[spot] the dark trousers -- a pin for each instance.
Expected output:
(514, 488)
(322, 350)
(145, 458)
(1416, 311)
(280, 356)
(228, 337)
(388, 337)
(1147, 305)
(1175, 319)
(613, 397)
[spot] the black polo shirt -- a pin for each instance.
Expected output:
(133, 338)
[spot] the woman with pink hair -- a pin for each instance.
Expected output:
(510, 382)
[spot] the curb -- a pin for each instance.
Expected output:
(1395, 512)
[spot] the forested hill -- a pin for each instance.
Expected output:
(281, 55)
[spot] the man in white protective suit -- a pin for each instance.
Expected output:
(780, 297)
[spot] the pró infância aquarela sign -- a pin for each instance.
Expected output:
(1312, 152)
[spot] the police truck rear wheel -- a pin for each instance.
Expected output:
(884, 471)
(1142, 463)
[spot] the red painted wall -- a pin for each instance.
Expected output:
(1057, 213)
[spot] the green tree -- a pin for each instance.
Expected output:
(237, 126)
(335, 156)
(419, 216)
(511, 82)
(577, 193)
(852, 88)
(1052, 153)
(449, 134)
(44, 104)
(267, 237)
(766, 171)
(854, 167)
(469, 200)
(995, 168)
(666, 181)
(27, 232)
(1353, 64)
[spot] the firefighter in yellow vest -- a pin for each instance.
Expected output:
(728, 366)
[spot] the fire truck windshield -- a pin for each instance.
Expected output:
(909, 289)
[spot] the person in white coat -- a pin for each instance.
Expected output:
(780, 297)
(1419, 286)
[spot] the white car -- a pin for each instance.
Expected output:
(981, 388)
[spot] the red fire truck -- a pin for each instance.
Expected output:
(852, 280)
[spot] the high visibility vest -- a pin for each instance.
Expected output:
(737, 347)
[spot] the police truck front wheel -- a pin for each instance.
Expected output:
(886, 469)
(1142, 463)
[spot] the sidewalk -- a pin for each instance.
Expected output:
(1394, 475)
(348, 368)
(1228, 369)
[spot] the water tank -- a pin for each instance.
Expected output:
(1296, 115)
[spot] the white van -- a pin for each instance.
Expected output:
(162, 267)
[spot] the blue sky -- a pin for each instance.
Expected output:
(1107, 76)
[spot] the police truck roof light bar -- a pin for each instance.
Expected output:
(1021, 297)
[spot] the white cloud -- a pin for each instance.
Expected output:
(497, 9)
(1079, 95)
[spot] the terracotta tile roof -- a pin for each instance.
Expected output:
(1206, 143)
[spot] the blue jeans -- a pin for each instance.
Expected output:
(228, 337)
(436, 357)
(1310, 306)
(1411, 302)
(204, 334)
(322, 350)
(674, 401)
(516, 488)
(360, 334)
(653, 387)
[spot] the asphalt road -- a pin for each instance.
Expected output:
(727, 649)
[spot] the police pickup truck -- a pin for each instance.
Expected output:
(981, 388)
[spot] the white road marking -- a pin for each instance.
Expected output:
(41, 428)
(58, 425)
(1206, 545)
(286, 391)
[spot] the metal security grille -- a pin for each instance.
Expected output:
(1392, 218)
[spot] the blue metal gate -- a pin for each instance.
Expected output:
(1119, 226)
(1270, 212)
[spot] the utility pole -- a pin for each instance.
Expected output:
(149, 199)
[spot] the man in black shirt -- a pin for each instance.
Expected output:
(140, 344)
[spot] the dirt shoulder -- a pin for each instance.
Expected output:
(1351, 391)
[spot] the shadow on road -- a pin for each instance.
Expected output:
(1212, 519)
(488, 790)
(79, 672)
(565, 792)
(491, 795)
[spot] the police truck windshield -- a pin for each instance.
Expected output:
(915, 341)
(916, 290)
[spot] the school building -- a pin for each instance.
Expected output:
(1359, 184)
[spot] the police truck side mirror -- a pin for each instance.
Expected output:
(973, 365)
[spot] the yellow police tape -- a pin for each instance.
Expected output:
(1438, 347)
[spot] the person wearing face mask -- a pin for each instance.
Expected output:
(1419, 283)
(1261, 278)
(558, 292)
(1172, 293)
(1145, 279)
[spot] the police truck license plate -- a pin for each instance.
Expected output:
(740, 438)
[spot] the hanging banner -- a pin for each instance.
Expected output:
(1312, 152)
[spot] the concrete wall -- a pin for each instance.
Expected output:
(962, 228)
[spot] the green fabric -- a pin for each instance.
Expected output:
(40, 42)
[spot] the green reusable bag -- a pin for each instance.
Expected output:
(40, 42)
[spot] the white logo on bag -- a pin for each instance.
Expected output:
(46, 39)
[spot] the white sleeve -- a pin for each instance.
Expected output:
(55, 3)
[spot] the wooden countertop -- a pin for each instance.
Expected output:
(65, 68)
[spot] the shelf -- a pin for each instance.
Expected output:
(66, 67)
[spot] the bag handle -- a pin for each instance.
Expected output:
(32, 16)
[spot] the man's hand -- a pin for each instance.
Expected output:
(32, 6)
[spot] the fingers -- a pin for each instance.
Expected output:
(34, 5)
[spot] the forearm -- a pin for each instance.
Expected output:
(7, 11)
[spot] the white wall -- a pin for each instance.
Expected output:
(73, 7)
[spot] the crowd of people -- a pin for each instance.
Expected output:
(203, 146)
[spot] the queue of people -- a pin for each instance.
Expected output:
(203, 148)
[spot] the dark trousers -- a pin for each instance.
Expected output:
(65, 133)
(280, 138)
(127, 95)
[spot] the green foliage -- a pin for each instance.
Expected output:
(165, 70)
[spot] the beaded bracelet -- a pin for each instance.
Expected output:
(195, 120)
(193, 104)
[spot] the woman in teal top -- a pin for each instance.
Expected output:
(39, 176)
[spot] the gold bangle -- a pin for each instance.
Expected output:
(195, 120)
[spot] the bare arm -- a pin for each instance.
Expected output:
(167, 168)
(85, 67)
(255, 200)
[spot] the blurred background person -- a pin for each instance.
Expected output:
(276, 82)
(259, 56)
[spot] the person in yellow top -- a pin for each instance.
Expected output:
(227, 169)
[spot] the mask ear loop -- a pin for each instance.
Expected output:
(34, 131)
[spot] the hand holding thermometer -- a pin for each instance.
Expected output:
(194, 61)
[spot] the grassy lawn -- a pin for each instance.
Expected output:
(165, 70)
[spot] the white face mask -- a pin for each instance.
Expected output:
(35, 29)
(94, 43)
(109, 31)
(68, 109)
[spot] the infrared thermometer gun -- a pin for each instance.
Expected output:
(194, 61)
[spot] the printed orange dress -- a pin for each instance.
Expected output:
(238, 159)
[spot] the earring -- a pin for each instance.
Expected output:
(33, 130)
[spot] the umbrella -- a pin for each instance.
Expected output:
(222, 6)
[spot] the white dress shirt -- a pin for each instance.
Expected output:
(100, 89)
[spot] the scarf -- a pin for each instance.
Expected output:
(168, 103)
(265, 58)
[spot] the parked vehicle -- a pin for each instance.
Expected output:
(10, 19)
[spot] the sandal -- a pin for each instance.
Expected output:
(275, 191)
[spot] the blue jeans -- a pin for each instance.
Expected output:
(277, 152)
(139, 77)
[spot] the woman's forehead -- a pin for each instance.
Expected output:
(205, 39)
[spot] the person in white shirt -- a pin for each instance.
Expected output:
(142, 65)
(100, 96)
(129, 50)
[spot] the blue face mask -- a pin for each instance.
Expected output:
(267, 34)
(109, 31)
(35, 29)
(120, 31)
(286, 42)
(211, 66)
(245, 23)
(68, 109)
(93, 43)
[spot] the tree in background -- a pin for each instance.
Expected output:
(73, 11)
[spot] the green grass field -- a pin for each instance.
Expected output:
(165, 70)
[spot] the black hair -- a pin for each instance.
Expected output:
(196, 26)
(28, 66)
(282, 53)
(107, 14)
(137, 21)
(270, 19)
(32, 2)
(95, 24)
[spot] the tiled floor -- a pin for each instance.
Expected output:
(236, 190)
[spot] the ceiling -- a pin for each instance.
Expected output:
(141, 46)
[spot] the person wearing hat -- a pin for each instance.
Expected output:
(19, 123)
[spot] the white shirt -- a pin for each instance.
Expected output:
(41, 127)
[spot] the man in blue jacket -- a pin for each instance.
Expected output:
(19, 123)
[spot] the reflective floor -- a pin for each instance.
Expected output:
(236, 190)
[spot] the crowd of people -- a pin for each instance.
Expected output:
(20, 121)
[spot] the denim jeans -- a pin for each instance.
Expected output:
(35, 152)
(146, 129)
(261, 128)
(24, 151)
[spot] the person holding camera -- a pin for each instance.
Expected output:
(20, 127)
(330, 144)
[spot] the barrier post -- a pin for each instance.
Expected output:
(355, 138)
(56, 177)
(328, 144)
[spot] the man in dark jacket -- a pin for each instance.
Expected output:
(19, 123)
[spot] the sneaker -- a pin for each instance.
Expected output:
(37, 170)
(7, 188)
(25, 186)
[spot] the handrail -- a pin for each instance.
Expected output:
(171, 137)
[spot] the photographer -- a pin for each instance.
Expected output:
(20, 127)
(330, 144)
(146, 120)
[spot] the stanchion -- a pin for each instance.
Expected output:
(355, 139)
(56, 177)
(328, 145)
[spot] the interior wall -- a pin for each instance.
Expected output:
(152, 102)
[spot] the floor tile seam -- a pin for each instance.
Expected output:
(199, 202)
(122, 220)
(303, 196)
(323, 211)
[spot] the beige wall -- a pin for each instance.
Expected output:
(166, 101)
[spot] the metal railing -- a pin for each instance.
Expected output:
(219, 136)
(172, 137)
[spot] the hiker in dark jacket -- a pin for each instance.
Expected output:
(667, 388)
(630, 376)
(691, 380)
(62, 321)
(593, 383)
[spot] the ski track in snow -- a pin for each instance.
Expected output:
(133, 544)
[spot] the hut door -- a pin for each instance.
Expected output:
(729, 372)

Given problem: Set down, word for word, only the lines running from the line with "[spot] the green grass" to the last line of the listing above. Both of those lines belong in your answer.

The output:
[spot] the green grass field -- a pin for each instance.
Expected output:
(165, 70)
[spot] the black hair -- a pin for each instance.
Expected output:
(196, 26)
(28, 66)
(282, 53)
(107, 14)
(137, 21)
(270, 19)
(32, 2)
(95, 24)
[spot] the tiled floor -- a pin for each instance.
Expected output:
(236, 190)
[spot] the ceiling -- a pin for each instance.
Expected output:
(141, 46)
[spot] the person wearing hat -- a pin for each instance.
Expected output:
(19, 123)
[spot] the white shirt -- a pin for each instance.
Expected output:
(41, 127)
[spot] the man in blue jacket -- a pin for each instance.
Expected output:
(19, 123)
[spot] the reflective floor -- a pin for each instance.
Expected output:
(236, 190)
[spot] the crowd of people -- a pin for each instance.
Expected output:
(20, 121)
[spot] the denim jeans -- a pin for each instance.
Expected output:
(35, 152)
(146, 129)
(261, 128)
(24, 151)
[spot] the person holding camera -- a pin for each instance.
Expected output:
(20, 127)
(330, 144)
[spot] the barrier post -- a pin for each instance.
Expected output:
(355, 138)
(56, 177)
(328, 144)
[spot] the man in dark jacket -- a pin for each instance.
Expected output:
(19, 123)
[spot] the sneaker -- a pin for each instance.
Expected output:
(37, 170)
(7, 188)
(25, 186)
[spot] the handrail -- a pin for each instance.
Expected output:
(171, 137)
[spot] the photographer -- a pin for each instance.
Expected output:
(20, 127)
(330, 144)
(146, 120)
[spot] the stanchion -- a pin for each instance.
Expected output:
(355, 139)
(56, 177)
(328, 145)
[spot] the interior wall -- a pin for each instance.
Expected output:
(152, 102)
[spot] the floor tile seam -- a pin for each instance.
Expected output:
(199, 202)
(122, 220)
(303, 196)
(323, 211)
[spot] the beige wall -- a pin for each instance.
Expected output:
(166, 101)
[spot] the metal railing -- a pin for each instance.
Expected output:
(219, 136)
(172, 137)
[spot] the hiker in dark jacket -- a pin for each instance.
Expected output:
(667, 388)
(630, 376)
(691, 380)
(62, 321)
(593, 383)
[spot] the ski track in snow -- a pin for each instance.
Expected output:
(133, 544)
[spot] the hut door -- a pin for each instance.
Expected output:
(729, 372)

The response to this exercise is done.